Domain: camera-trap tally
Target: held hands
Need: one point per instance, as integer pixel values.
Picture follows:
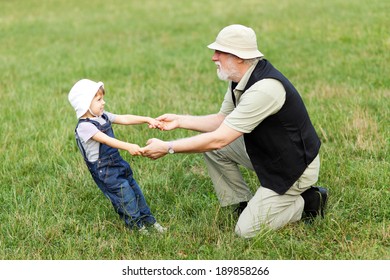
(134, 149)
(154, 149)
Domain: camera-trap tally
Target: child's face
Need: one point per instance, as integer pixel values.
(97, 104)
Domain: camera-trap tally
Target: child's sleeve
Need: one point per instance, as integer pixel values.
(86, 131)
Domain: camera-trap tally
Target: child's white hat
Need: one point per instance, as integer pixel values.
(81, 95)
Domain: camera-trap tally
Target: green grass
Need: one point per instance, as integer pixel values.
(153, 59)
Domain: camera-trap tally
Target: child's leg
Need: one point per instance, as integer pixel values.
(145, 214)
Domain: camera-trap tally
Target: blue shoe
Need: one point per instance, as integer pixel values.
(315, 202)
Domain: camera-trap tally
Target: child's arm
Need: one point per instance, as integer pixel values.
(134, 119)
(103, 138)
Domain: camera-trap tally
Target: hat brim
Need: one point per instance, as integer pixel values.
(244, 54)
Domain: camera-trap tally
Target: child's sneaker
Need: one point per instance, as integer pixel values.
(143, 231)
(159, 227)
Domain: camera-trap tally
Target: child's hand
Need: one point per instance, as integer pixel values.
(134, 149)
(153, 123)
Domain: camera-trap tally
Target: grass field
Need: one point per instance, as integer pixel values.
(153, 59)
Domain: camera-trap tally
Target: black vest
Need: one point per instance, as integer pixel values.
(284, 144)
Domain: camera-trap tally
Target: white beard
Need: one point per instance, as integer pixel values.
(228, 74)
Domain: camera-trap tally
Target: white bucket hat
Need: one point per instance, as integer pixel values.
(238, 40)
(81, 95)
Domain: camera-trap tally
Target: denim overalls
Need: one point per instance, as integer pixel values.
(114, 177)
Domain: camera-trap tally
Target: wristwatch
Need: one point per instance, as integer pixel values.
(170, 148)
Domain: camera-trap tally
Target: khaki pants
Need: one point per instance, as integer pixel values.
(265, 207)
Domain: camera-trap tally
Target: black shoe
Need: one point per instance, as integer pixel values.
(240, 208)
(315, 201)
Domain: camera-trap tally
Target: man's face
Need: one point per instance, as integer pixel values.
(226, 66)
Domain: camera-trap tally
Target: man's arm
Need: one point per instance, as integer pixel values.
(208, 141)
(134, 119)
(197, 123)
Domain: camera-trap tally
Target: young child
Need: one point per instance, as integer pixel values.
(96, 141)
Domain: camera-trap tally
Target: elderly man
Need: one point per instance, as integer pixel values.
(262, 125)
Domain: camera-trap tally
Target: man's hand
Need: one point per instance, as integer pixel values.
(134, 149)
(155, 149)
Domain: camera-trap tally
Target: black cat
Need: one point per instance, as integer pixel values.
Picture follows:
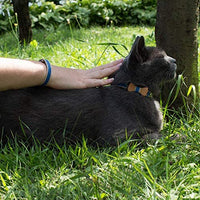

- - -

What you have to do – Every line above should be returned exactly; the pictures stay out.

Answer to the exercise –
Domain: camera-trap tally
Target: held hands
Need: one point per instance, as integer pixel values.
Picture follows:
(134, 149)
(154, 149)
Domain: camera-trap tally
Target: child's face
Need: one point per instance, as integer pixel values.
(97, 104)
Domain: camera-trap tally
Target: child's sleeve
Need: one point per instance, as integer pixel values.
(86, 131)
Domain: camera-trap tally
Target: child's white hat
Need: one point per instance, as integer pixel values.
(81, 95)
Domain: camera-trap tally
Target: green grass
Need: one point per instance, as integer pixel values.
(153, 59)
Domain: camera-trap tally
Target: child's leg
Need: one point per instance, as integer pixel values.
(145, 214)
Domain: camera-trap tally
Target: blue shoe
Need: one point per instance, as integer pixel values.
(315, 202)
Domain: camera-trap tally
Target: child's arm
Need: one point per instance, as integer pixel values.
(134, 119)
(103, 138)
Domain: camera-trap tally
Target: hat brim
Need: one point per instance, as integer pixel values.
(244, 54)
Domain: camera-trap tally
Target: child's sneaker
Need: one point per instance, as integer pixel values.
(143, 231)
(159, 227)
Domain: camera-trap tally
Target: child's hand
Need: one point per instance, as integer pixel values.
(134, 149)
(153, 123)
Domain: camera-trap tally
Target: grass field
Need: one point per instance, as integer pixel values.
(153, 59)
Domain: camera-trap tally
Target: black vest
Need: one point per instance, as integer pixel values.
(284, 144)
Domain: camera-trap tally
Target: white beard
Need: one point per instance, as integer pixel values.
(228, 74)
Domain: camera-trap tally
Target: white bucket hat
Need: one point per instance, as integer pixel values.
(238, 40)
(81, 95)
Domain: camera-trap tally
Target: denim overalls
Need: one point per instance, as integer pixel values.
(114, 177)
Domain: camera-trap tally
Target: wristwatch
Need: one point per instance, as integer pixel values.
(170, 148)
Domain: camera-trap tally
Target: khaki pants
Need: one point per instance, as integer pixel values.
(265, 207)
Domain: camera-trap tally
Target: black shoe
Need: one point per instance, as integer pixel values.
(240, 208)
(315, 201)
Domain: camera-trap tally
Target: man's face
Need: one point per instance, as integer pixel values.
(226, 66)
Domain: camera-trap tally
Target: man's arm
Need: one point per instance, as integer pixel values.
(208, 141)
(134, 119)
(197, 123)
Domain: camera-trap tally
Target: young child
Need: one point per instance, as integer pixel values.
(96, 141)
Domain: camera-trap tally
Target: elderly man
Need: one point per instance, as integer pixel values.
(262, 125)
Domain: camera-trap tally
Target: man's hand
Need: one point per instance, as integer pixel values.
(134, 149)
(155, 149)
Domain: camera-trap tally
Target: black cat
Need: one point per instance, as integer pixel values.
Picture follows:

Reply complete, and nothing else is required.